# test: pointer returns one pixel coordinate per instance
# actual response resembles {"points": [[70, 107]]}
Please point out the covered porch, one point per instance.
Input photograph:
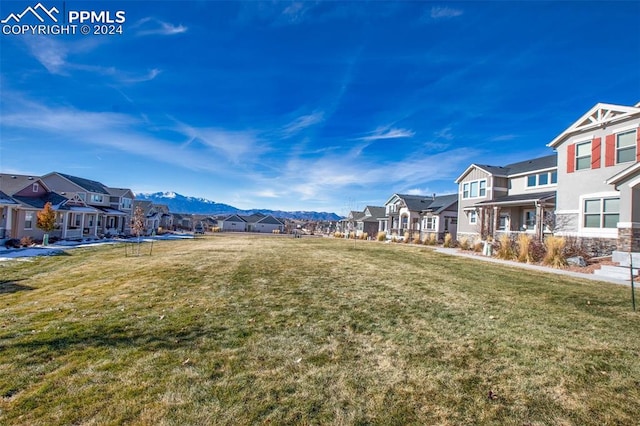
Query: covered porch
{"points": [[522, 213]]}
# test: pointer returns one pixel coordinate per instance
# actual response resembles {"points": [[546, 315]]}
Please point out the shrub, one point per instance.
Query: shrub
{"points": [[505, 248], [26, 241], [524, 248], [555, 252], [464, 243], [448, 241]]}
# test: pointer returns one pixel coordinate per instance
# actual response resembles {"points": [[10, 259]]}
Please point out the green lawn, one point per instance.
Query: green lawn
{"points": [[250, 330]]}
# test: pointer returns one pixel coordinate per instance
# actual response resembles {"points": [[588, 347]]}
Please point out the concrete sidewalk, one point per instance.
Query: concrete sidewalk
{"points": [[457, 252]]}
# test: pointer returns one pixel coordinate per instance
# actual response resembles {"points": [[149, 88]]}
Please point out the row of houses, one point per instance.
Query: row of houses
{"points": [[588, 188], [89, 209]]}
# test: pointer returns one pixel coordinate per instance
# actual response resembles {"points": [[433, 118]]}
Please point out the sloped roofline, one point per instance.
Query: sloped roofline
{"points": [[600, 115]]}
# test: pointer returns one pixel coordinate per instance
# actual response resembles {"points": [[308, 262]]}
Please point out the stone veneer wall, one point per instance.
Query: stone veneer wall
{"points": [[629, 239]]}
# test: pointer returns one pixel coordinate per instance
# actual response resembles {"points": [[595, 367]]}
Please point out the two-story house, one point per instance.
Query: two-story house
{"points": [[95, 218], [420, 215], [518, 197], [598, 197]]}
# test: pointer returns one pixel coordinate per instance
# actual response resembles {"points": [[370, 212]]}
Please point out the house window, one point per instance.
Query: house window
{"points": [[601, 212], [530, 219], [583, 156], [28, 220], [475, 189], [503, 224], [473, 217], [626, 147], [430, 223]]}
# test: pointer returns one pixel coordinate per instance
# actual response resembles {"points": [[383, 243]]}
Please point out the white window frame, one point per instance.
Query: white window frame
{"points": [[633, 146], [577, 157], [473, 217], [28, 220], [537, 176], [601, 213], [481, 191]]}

==

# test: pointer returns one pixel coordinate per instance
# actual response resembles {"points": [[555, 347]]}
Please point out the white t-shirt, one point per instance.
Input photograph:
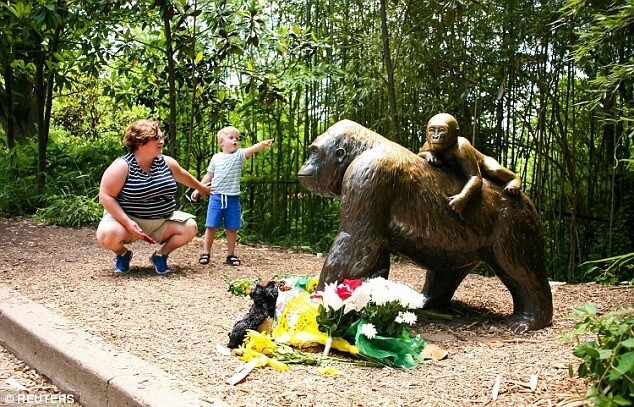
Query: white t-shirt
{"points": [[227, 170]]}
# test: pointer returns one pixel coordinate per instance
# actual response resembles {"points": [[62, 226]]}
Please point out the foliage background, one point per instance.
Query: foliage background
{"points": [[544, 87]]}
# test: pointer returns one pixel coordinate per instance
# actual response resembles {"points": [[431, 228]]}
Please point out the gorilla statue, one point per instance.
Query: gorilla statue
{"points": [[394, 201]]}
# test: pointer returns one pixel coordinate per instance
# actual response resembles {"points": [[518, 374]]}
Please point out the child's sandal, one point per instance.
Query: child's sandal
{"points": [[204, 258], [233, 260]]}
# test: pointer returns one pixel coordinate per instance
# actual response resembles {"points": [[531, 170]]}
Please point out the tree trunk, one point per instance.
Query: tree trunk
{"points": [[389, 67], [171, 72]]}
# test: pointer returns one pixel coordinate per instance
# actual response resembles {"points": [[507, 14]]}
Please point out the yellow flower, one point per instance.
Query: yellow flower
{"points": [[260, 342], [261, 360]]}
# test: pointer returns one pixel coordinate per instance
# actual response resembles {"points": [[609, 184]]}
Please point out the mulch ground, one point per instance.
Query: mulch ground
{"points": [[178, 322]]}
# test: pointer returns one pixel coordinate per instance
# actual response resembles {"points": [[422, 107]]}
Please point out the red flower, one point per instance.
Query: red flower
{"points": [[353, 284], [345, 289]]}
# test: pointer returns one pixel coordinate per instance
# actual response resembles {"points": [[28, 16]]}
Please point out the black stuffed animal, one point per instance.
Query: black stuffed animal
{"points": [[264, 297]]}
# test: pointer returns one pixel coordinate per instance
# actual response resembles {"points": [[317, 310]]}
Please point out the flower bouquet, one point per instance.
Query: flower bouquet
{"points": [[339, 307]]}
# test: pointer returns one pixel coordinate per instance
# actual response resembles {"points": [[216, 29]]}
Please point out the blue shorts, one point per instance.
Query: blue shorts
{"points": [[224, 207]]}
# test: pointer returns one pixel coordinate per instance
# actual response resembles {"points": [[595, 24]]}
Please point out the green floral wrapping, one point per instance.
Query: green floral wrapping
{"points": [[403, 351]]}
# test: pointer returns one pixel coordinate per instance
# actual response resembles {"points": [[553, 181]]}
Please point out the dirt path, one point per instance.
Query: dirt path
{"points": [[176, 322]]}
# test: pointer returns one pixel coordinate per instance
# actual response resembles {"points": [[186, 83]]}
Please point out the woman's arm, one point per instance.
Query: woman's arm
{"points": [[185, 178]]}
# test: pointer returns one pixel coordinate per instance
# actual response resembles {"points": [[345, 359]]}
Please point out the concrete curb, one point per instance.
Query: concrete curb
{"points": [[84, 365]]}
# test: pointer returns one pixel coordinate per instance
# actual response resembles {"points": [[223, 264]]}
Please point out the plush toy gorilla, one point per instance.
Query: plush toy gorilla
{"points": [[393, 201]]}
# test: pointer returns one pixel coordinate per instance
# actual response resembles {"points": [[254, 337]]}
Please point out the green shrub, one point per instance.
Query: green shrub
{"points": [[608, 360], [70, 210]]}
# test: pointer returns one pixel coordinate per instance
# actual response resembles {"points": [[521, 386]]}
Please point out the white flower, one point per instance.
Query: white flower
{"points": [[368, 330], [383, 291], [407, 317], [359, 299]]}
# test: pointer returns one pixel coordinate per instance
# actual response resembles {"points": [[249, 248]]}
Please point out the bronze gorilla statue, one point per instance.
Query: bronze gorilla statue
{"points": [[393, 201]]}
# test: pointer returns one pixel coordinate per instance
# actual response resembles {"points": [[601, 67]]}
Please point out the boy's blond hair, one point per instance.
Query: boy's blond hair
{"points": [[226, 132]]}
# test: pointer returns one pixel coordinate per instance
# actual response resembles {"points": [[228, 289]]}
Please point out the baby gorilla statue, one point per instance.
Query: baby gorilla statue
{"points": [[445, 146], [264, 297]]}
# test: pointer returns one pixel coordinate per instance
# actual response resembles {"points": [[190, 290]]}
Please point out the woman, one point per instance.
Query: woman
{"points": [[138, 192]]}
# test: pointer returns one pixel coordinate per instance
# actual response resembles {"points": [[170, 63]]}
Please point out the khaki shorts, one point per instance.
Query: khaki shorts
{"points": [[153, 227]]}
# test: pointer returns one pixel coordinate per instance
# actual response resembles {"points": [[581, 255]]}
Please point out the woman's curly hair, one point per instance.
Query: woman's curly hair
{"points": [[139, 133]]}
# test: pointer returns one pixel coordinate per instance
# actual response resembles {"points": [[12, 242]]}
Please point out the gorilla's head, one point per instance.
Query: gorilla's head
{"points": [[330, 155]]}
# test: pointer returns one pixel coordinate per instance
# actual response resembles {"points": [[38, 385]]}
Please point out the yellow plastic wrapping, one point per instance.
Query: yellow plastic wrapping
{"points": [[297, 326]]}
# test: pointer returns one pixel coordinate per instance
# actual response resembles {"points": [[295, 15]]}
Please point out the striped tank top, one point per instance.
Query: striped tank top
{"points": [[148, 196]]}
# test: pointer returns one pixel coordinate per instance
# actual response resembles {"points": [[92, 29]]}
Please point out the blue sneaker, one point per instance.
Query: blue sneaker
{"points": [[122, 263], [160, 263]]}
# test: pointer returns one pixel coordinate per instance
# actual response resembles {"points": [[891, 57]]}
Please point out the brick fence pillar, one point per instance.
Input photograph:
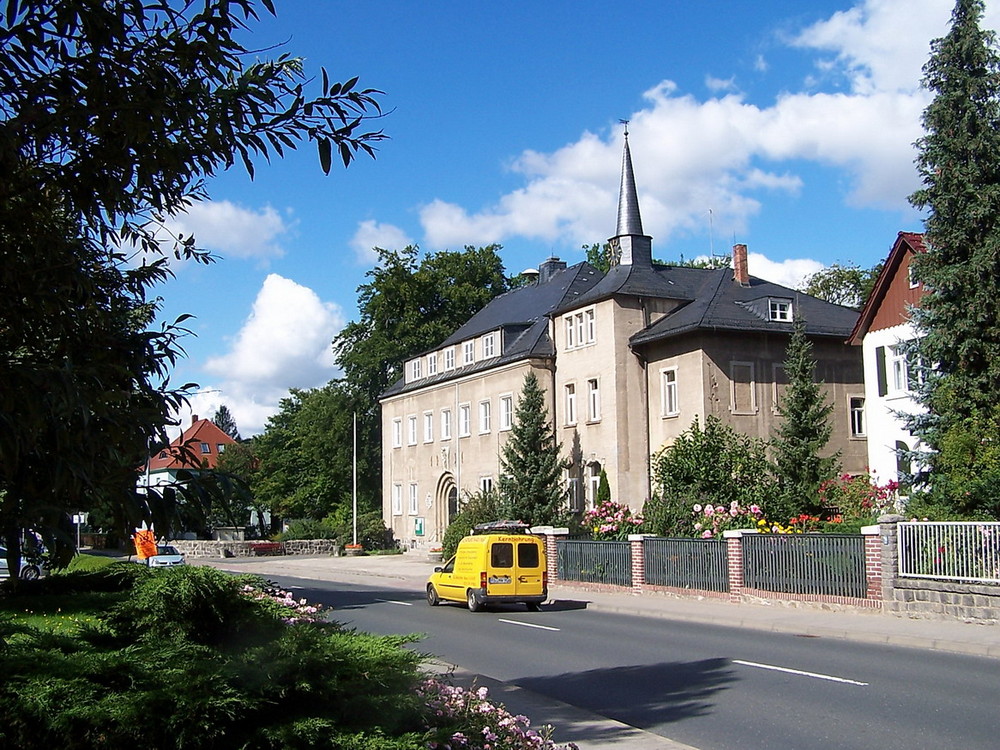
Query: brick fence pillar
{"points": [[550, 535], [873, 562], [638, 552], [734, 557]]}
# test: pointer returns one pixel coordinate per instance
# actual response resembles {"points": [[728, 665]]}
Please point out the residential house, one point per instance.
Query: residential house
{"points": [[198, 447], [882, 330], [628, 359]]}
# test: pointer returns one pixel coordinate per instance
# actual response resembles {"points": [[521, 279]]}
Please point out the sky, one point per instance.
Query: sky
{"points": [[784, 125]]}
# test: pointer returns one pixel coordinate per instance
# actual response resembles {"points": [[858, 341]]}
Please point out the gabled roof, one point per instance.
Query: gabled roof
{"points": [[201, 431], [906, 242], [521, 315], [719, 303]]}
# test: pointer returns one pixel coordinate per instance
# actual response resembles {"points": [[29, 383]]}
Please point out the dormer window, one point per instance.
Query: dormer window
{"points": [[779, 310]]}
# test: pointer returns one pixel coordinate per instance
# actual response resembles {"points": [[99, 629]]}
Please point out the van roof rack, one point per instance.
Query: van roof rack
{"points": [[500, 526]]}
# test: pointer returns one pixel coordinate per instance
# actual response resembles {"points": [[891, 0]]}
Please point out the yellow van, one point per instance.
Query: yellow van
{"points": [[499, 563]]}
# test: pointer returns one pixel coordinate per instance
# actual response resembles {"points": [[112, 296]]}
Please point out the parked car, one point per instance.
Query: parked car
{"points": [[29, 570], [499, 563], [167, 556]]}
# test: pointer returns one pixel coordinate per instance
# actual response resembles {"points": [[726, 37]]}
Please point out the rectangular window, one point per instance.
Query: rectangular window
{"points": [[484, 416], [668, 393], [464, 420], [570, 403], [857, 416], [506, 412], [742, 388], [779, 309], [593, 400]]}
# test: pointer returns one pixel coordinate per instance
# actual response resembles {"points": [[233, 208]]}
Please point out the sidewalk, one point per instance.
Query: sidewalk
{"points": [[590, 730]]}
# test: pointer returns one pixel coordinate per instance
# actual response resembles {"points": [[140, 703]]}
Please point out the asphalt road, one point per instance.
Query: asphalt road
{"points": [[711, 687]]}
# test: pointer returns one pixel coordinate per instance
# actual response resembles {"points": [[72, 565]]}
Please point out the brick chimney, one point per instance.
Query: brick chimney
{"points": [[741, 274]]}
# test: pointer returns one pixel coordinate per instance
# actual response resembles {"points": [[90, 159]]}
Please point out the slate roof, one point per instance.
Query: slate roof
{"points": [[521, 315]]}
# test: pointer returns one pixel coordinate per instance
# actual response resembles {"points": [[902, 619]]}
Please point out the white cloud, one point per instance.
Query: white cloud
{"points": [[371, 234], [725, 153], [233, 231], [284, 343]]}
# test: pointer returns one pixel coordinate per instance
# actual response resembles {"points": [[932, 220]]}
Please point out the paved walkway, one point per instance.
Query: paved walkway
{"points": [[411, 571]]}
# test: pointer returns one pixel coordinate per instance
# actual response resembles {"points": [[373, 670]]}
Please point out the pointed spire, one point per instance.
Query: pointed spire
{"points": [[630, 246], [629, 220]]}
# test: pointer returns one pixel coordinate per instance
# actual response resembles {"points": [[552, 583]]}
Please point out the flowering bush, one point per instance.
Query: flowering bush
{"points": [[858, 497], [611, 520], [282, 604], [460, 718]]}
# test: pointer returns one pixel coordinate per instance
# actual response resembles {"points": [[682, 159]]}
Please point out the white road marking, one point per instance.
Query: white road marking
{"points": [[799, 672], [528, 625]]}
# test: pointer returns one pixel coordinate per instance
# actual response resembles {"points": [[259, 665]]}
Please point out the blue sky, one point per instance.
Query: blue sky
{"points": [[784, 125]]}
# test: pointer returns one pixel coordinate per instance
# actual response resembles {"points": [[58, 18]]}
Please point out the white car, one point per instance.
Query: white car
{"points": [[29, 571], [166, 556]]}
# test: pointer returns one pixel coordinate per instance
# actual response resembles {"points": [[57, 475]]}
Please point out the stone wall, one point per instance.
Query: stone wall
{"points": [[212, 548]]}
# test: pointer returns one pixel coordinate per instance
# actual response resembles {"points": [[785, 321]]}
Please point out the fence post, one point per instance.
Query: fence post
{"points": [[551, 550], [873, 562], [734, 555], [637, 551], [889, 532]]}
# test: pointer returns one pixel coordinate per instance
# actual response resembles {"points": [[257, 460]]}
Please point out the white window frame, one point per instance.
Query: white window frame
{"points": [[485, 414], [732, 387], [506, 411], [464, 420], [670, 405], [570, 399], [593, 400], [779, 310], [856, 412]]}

### Short problem
Count the rows above that contain the word "pointed", and give only the number.

### Reply to the exercise
2